What the task requires: Check each line below for the word "cluster", then please report how many lines have it and nothing more.

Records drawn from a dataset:

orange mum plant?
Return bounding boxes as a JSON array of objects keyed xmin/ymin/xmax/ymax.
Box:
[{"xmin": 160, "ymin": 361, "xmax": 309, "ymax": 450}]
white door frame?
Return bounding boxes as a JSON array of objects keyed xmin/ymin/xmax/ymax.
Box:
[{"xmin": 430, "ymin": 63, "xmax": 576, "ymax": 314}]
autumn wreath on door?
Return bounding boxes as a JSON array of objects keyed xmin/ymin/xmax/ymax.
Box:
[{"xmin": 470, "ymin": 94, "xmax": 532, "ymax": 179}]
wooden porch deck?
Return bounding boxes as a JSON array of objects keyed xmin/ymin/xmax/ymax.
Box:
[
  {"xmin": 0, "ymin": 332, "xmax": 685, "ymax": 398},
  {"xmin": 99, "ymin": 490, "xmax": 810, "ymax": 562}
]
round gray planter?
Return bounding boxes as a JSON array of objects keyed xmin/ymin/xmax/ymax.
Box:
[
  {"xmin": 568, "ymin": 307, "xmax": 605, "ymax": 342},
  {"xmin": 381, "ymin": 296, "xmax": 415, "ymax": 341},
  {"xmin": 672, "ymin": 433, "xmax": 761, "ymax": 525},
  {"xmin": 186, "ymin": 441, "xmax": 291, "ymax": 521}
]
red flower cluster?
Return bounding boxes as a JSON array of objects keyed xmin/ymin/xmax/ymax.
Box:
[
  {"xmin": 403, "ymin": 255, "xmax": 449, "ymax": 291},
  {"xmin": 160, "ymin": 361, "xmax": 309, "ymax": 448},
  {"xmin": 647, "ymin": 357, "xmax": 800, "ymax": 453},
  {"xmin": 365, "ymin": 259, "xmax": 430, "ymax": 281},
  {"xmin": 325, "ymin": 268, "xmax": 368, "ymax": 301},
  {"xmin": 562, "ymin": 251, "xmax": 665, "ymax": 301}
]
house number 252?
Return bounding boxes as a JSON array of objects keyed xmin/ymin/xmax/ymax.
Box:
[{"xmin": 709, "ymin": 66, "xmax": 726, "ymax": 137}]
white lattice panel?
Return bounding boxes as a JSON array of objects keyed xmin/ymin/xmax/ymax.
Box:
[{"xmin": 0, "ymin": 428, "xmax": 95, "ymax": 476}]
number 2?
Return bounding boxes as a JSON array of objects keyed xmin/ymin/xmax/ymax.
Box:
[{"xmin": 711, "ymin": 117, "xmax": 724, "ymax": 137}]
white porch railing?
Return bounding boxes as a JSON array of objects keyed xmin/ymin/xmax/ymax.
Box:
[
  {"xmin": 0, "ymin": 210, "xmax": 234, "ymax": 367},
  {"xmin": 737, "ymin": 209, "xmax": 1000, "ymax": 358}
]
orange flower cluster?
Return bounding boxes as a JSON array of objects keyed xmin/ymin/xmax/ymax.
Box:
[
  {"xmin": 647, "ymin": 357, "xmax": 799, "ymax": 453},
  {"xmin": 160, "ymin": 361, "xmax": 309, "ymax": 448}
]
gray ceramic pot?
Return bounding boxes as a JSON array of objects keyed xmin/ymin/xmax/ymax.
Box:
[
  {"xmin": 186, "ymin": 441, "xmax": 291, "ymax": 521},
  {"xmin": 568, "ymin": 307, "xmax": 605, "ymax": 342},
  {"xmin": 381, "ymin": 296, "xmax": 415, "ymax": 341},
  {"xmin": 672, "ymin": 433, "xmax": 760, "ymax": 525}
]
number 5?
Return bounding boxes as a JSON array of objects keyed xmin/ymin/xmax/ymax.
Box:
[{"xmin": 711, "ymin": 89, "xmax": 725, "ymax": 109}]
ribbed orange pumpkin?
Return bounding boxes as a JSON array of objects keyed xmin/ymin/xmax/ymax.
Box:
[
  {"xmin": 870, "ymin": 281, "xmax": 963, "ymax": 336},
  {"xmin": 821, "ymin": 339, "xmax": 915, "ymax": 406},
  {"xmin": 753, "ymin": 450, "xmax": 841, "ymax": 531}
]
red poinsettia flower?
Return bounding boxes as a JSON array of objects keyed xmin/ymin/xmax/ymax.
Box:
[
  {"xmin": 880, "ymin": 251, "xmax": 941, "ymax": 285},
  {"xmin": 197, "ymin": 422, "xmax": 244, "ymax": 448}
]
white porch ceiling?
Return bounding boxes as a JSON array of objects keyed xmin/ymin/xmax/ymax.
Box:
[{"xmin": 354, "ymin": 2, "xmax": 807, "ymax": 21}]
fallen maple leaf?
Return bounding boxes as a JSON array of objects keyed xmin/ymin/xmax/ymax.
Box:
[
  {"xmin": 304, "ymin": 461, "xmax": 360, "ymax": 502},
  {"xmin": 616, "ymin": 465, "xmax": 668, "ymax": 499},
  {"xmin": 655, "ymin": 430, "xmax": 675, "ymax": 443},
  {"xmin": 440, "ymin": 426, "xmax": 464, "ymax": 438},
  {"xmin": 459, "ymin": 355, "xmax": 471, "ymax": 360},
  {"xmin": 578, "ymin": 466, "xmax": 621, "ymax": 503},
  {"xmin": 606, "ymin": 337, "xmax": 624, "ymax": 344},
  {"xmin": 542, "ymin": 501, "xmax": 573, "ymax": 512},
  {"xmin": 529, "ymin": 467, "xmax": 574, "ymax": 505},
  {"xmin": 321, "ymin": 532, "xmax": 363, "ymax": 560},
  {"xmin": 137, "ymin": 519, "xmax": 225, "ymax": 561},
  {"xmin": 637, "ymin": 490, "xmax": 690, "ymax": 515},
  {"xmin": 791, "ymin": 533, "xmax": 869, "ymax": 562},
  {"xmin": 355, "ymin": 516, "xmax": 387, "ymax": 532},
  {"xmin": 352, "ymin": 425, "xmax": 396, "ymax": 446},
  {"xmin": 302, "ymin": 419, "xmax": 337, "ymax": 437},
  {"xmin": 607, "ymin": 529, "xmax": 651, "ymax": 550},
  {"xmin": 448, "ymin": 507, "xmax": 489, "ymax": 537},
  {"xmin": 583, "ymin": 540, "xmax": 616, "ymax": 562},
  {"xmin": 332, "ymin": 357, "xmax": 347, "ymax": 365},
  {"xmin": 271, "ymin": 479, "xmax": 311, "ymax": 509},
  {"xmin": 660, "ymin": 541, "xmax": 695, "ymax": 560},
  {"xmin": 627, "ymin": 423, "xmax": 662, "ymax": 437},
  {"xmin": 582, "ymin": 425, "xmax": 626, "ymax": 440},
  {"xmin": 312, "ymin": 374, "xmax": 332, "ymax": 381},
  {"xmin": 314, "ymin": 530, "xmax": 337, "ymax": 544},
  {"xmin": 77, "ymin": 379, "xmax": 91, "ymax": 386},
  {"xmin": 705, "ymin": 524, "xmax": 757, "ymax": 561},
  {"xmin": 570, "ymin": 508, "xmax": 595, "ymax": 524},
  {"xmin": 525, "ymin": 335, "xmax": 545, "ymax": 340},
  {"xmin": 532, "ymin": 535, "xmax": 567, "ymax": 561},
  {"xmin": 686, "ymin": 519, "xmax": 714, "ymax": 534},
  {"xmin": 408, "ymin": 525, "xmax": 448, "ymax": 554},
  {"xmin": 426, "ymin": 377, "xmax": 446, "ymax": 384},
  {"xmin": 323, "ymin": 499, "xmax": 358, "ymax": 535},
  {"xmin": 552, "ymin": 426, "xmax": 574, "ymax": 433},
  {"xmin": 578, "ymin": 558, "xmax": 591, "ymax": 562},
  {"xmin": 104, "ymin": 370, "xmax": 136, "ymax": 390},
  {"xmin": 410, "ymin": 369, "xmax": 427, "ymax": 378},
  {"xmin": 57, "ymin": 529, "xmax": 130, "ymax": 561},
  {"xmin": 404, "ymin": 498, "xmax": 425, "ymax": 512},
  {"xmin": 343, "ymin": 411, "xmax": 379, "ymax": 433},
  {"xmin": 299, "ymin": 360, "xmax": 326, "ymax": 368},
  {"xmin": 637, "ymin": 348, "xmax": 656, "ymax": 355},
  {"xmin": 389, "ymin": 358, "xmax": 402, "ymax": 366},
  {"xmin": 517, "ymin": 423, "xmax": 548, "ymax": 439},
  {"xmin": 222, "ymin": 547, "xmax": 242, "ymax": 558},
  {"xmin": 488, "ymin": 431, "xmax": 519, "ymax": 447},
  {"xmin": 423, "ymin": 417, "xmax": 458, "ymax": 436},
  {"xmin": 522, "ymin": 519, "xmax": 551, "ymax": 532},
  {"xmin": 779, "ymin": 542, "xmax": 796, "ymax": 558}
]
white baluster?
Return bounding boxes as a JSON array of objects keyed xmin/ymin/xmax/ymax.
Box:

Worked solution: 2